A decision without a published opinion is authority only in the case in which such decision is rendered and should not be cited in any other case in any court for any other purpose, nor should any court consider any such decision for any purpose except in the case in which such decision is rendered. See Rule of Appellate Procedure 30 (e)(3).

NO. COA01-303

NORTH CAROLINA COURT OF APPEALS

Filed: 07 May 2002

STATE OF NORTH CAROLINA

v .                         Carteret County
                            No. 99 CRS 9314
TERESA JEAN CULPEPPER

    Appeal by defendant from judgment entered 4 October 2000 by Judge Carl L. Tilghman in Carteret County Superior Court. Heard in the Court of Appeals 23 January 2002.

    Roy Cooper, Attorney General, by Francis W. Crawley, Special Deputy Attorney General, for the State.

    McCotter, McAfee & Ashton, PLLC, by attorneys Ruldolph A. Ashton III and Kirby H. Smith, III, for defendant-appellant.

    THOMAS, Judge.

    Defendant, Teresa Jean Culpepper, was found guilty of first- degree murder and sentenced to life imprisonment without parole. On appeal, she argues four assignments of error. We find no error.
    Ray Culpepper (Culpepper) and defendant were married in May of 1999, after Culpepper's ex-wife assured him that there was no chance of reuniting. Culpepper, a Beaufort police officer, was non-abusive and cared for defendant and her five children. Defendant described her marriage to him as perfect and what she had always wanted, but in August defendant noticed that Culpepper had become quiet, cold, and distant.
    On Monday, 20 September 1999, Culpepper told defendant that he was still in love with his ex-wife, and while defendant wasspecial, he could no longer be married to her. The next day Culpepper moved his personal belongings to his mother's home.
    Defendant planned to commit suicide. On Wednesday, she removed a .38 caliber gun from the closet and placed it under a bed pillow. At 1:00 A.M. Thursday she wrote suicide notes to Culpepper and her children.
    At 11:00 A.M. Thursday, Culpepper returned to their home to see how defendant was doing. They had a discussion in their bedroom, but never argued. Culpepper told defendant that she would “go on.” Defendant responded that she did not want to live anymore. Culpepper told defendant that she was not going to kill herself, she was special and he still loved her, and he thought he was moving on but she was not. As Culpepper turned from defendant and looked out of the bedroom window, defendant pulled the gun from under the pillow and shot him four times.

*SOURCE DATA*.
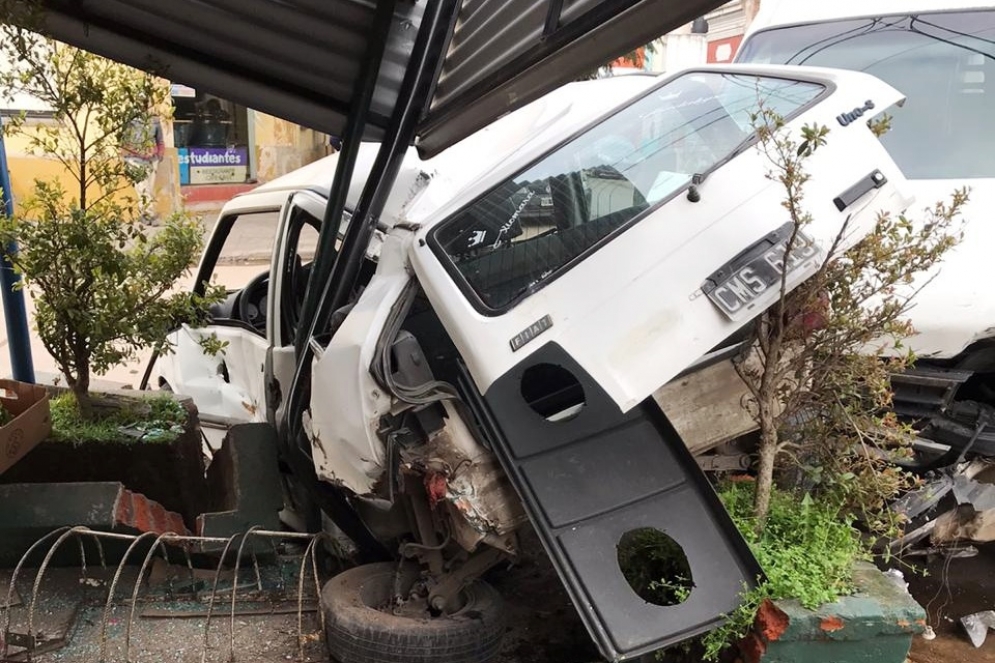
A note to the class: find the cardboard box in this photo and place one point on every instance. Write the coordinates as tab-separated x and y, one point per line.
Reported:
31	423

*DIRECTIVES*.
(a) In the court opinion, what caliber of gun did the defendant take from the closet?
(b) Copy out the court opinion from "Filed: 07 May" up to and including "for the State.", switching "Heard" to "Argued".

*TASK-BY-TASK ANSWERS*.
(a) A .38 caliber gun.

(b)
Filed: 07 May 2002

STATE OF NORTH CAROLINA

v .                         Carteret County
                            No. 99 CRS 9314
TERESA JEAN CULPEPPER

    Appeal by defendant from judgment entered 4 October 2000 by Judge Carl L. Tilghman in Carteret County Superior Court. Argued in the Court of Appeals 23 January 2002.

    Roy Cooper, Attorney General, by Francis W. Crawley, Special Deputy Attorney General, for the State.